Records from a data source:
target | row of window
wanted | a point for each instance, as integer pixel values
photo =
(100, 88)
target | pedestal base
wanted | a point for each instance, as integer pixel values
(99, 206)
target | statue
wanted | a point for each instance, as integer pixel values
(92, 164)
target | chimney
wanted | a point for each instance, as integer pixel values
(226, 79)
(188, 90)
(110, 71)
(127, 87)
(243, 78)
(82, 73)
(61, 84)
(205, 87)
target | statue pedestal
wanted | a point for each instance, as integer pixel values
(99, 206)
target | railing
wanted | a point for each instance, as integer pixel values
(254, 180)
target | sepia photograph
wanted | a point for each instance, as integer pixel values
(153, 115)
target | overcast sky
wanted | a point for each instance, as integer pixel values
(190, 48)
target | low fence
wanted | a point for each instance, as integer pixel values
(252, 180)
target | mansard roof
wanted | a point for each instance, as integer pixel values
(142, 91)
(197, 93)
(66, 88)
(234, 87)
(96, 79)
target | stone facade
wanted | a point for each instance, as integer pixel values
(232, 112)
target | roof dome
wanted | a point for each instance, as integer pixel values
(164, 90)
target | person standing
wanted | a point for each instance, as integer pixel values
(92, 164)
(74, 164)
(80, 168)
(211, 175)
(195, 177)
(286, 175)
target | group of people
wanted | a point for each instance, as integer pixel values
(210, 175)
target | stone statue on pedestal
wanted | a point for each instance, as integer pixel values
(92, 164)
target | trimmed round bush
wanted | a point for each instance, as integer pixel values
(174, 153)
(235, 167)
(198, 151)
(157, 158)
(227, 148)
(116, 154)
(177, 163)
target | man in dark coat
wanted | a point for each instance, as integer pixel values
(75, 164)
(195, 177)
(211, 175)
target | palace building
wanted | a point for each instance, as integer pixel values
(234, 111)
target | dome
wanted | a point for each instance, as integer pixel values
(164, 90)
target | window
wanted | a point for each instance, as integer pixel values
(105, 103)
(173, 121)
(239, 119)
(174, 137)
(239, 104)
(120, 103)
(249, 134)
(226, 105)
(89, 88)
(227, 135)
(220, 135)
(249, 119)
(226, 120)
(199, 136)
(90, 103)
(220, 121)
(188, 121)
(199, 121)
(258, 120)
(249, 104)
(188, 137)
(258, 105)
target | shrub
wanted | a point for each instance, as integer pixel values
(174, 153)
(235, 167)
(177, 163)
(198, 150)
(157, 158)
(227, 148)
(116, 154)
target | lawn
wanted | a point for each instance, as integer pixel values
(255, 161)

TO DO: In your answer, repeat each of the records exactly.

FINISHED EXERCISE:
target | row of window
wanted | a point for each instance, as integer pixel values
photo =
(100, 88)
target | pedestal base
wanted | a point for each instance, as integer pixel values
(99, 206)
target | statue
wanted | a point for each instance, as integer pixel values
(92, 164)
target | chimney
wanted | a point for each instance, as integer pixel values
(226, 79)
(188, 90)
(110, 71)
(127, 87)
(243, 78)
(82, 73)
(61, 84)
(205, 87)
target | statue pedestal
wanted | a point for each instance, as integer pixel values
(99, 206)
target | railing
wanted | a point for each instance, as integer pixel values
(254, 180)
target | sepia photograph
wanted | a point for each instance, as integer pixel values
(153, 115)
target | overcast sky
wanted | a point for each instance, as integer pixel values
(190, 48)
target | low fence
wanted | a point for each instance, as integer pixel values
(252, 180)
target | mansard roof
wanted | a point for each instance, as integer pixel values
(142, 91)
(197, 93)
(66, 88)
(234, 87)
(96, 79)
target | stone facade
wanted | a point for each instance, as integer pixel values
(232, 112)
target | roof dome
wanted | a point for each instance, as integer pixel values
(164, 90)
target | person standing
wanted | a point for each instance, as integer pixel values
(92, 164)
(74, 164)
(80, 168)
(211, 175)
(195, 177)
(286, 175)
target | group of people
wanted | a point for each instance, as integer pixel values
(210, 175)
target | stone statue on pedestal
wanted | a point for each instance, as integer pixel values
(92, 164)
target | trimmed round bush
wanted | a point for each instance, as integer pixel values
(174, 153)
(235, 167)
(198, 151)
(157, 158)
(227, 148)
(116, 154)
(177, 163)
target | man in dark coat
wanted | a point for each instance, as integer pixel values
(75, 164)
(195, 177)
(211, 175)
target | palace building
wanted | a point for each instance, as integer pixel values
(234, 111)
target | dome
wanted | a point for each instance, as integer pixel values
(164, 90)
target | window
wanted | a point for each instance, as integer pixel values
(105, 103)
(173, 121)
(239, 119)
(174, 137)
(239, 104)
(120, 103)
(249, 134)
(226, 105)
(89, 88)
(227, 135)
(220, 135)
(249, 119)
(226, 120)
(199, 136)
(90, 103)
(220, 121)
(188, 121)
(199, 121)
(258, 120)
(249, 104)
(188, 137)
(258, 105)
target | shrub
wanted | a point for each instance, as integer pixel values
(174, 153)
(235, 167)
(177, 163)
(198, 150)
(157, 158)
(227, 148)
(116, 154)
target | lawn
wanted | a point for each instance, as integer pixel values
(255, 161)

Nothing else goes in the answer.